WHAT TO WORK ON:
From the article about Optus as Australia's least trusted brand, extract the passage word for word, beginning at "Ongoing fallout from" and stopping after "Zero calls failed.".

PROVIDED PASSAGE:

>>>

Optus can’t shake off ‘least trusted brand’ tag | Information Age

Optus can’t shake off ‘least trusted brand’ tag | Information Age


Optus store logo in neon blue light

The Optus name is mud. Photo: Shutterstock

Ongoing fallout from Optus’s data breach and major outage has kept the company as Australia’s least trusted brand for the third straight quarter, according to new Roy Morgan figures that found Australians overwhelmingly distrustful of social media, telecommunications, and tech companies.

The result was yet another blow for Optus, which recently poached NBN Co CEO Stephen Rue to help it recover after a massive 2022 data breach that recently saw the company sued by regulator ACMA, a $1.5 million fine for poor emergency services data management, and a major November outage that left millions of Australians disconnected and triggered a regulatory overhaul after thousands of Triple Zero calls failed.

<<<

Referring-expression pointing data:
>>>

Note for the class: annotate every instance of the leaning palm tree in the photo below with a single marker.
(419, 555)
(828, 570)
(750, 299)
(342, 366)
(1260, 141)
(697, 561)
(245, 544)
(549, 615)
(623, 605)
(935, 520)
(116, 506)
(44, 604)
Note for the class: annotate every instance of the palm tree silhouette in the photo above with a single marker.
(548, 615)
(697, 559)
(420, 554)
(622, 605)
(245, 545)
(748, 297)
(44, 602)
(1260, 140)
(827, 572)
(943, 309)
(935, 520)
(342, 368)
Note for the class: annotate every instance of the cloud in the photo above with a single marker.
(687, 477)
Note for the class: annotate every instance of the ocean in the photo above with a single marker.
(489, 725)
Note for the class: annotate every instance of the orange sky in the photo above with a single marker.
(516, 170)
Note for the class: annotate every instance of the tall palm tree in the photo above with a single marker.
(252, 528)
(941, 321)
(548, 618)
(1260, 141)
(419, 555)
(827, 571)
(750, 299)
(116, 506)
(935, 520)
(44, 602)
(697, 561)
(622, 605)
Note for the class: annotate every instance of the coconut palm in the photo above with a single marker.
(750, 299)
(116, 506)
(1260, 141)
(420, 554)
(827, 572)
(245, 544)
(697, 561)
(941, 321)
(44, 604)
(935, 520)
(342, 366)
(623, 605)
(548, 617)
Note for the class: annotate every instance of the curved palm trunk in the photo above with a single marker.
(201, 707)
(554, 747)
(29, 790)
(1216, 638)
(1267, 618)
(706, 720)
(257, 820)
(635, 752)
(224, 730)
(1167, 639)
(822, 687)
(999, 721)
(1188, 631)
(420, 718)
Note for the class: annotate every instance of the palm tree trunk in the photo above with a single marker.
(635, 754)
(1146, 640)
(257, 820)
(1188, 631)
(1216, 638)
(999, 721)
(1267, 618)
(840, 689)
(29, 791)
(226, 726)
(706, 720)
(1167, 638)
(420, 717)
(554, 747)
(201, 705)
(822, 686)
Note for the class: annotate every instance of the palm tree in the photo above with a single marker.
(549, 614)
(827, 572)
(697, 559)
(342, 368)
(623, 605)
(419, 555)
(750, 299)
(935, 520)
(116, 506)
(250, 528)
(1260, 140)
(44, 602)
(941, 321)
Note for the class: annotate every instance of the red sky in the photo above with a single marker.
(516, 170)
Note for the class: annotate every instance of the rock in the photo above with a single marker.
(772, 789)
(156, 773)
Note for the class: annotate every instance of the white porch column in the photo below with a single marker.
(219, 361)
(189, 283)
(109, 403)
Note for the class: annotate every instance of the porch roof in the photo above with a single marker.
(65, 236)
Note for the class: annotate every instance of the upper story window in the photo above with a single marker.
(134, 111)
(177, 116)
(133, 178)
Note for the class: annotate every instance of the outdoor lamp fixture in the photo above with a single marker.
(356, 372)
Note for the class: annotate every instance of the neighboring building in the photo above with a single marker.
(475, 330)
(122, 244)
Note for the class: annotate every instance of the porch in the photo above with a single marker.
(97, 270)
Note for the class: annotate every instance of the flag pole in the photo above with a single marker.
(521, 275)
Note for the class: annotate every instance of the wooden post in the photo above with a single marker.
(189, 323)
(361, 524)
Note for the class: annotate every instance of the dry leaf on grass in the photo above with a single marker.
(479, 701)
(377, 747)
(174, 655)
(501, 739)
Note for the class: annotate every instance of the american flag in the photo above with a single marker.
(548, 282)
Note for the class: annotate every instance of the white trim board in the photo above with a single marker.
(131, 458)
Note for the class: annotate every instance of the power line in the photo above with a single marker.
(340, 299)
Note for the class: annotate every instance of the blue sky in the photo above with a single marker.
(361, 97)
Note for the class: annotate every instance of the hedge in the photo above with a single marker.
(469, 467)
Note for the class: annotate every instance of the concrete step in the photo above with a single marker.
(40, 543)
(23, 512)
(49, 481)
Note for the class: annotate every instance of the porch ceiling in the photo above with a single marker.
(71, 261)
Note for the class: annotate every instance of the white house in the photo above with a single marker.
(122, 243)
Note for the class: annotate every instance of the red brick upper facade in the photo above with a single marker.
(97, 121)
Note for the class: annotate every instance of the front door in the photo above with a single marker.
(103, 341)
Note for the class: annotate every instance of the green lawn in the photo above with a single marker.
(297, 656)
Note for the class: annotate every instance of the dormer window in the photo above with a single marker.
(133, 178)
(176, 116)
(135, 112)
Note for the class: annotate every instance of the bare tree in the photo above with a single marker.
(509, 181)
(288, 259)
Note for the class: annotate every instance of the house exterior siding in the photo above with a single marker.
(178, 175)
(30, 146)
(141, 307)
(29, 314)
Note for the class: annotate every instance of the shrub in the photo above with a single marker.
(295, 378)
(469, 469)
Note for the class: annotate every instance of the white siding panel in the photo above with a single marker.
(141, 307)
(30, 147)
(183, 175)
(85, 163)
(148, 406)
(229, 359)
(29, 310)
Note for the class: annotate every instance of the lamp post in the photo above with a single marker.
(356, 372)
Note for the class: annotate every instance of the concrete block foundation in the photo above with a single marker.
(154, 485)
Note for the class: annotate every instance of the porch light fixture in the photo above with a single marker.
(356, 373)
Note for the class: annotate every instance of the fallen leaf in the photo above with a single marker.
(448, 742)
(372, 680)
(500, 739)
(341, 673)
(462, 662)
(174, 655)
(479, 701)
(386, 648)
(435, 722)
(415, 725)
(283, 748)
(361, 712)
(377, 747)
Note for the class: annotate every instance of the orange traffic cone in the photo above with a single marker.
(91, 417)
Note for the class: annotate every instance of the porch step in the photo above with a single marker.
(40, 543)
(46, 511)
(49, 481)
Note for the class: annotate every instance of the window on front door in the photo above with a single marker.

<<<

TASK RESPONSE:
Ongoing fallout from Optus’s data breach and major outage has kept the company as Australia’s least trusted brand for the third straight quarter, according to new Roy Morgan figures that found Australians overwhelmingly distrustful of social media, telecommunications, and tech companies.

The result was yet another blow for Optus, which recently poached NBN Co CEO Stephen Rue to help it recover after a massive 2022 data breach that recently saw the company sued by regulator ACMA, a $1.5 million fine for poor emergency services data management, and a major November outage that left millions of Australians disconnected and triggered a regulatory overhaul after thousands of Triple Zero calls failed.